Rescale the material from its beginning through the line containing "x=431, y=223", inclusive, reproducing every line, requests included. Multiply each coordinate in the answers by 0.75 and round it to the nearest whole number, with halves rounded up.

** begin Given records **

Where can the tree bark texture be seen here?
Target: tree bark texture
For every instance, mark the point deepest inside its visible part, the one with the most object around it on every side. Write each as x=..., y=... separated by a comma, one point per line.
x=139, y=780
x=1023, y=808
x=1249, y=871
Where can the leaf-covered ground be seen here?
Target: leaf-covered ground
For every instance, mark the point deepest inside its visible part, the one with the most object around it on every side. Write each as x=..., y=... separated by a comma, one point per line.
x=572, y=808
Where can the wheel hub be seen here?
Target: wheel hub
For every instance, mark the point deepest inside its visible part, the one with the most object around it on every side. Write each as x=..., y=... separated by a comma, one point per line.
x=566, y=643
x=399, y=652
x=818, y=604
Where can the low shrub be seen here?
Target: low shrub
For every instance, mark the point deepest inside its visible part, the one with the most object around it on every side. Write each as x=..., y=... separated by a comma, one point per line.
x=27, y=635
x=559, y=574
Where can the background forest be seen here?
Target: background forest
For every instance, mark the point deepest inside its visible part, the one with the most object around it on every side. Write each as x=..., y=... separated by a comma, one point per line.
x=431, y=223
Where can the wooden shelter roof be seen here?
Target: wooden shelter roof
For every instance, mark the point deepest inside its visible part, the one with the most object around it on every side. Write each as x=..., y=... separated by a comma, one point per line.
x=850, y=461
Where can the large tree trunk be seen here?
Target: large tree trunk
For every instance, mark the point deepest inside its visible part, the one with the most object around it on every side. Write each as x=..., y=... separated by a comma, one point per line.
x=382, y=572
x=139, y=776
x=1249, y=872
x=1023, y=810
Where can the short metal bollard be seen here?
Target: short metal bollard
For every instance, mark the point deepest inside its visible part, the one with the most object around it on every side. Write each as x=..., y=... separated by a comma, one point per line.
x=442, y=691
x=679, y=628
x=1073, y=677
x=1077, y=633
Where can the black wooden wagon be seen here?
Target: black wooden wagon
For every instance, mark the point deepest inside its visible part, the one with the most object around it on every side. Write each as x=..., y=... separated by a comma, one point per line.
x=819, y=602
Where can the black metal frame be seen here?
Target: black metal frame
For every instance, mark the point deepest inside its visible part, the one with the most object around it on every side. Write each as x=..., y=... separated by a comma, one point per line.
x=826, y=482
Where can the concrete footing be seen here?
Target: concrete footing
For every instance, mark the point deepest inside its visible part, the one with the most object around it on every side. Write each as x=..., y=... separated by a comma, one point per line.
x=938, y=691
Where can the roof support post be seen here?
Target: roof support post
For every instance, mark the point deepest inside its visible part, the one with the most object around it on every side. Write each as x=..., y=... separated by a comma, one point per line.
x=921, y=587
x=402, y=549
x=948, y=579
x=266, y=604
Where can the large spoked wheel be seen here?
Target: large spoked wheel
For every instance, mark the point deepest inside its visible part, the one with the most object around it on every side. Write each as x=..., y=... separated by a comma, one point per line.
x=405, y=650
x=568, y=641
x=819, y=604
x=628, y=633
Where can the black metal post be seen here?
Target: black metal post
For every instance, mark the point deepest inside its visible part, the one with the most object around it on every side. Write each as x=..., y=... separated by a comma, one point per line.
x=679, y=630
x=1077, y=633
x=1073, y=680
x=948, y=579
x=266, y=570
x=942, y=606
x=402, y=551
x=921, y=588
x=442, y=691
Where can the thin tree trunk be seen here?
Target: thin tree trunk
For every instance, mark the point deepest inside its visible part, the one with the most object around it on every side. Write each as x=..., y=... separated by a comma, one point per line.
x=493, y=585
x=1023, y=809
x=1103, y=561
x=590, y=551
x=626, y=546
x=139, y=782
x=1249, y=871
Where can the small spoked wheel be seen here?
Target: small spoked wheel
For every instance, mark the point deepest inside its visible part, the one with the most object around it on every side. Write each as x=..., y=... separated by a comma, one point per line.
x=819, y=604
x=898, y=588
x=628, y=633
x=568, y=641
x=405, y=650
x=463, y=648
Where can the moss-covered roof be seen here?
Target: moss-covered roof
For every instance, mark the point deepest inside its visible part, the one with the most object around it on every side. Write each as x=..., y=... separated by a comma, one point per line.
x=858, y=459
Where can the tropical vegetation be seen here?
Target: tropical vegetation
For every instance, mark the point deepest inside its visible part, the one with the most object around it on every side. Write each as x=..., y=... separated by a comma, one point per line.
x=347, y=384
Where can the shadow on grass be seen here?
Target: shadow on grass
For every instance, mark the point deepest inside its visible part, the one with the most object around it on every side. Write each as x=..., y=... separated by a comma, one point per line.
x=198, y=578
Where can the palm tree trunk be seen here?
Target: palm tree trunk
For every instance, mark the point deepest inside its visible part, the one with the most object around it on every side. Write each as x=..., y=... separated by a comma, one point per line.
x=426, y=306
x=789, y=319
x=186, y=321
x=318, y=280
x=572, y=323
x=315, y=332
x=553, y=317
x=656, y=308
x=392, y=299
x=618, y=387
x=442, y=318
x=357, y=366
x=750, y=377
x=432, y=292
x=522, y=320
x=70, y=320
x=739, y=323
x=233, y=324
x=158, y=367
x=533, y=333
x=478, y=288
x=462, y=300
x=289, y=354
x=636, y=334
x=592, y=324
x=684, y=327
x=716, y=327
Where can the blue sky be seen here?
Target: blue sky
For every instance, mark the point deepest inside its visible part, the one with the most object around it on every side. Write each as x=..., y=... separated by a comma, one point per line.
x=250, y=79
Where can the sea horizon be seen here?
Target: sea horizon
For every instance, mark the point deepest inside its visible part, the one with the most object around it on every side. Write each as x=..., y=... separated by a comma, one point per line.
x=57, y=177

** end Given records **

→ Result below
Where can the tree bark texture be seen here?
Target: tree bark texture
For every instance, mark the point deepest inside its visible part, the one with the most object around it on every side. Write each as x=..., y=... separated by a comma, one point per line.
x=104, y=585
x=767, y=606
x=937, y=653
Where can the leaf-covered ground be seen here?
Target: leaf-covered ground
For every instance, mark the point deepest inside its visible part, the one with the most object around it on every side. Write each as x=..., y=... separated by a comma, one point per line.
x=429, y=606
Where can the wheel hub be seen here?
Target: wheel hub
For every instance, mark the point deepest inside its visible part, the one with the most object around it on every side. Write each as x=..., y=... separated by a comma, one point per line.
x=425, y=482
x=299, y=489
x=614, y=453
Where can the low shrub be seen here?
Target: low shrub
For every instance, mark the point deepest inside its visible part, the one with the most object around it on every side. Write each as x=..., y=... separated by a comma, one point per line.
x=20, y=476
x=419, y=431
Where can the background forest be seen here?
Target: background forest
For every instance, mark the point deepest inside its visible part, the one with the most object around it on every side. Write each as x=..., y=... separated by a comma, one point per line.
x=323, y=167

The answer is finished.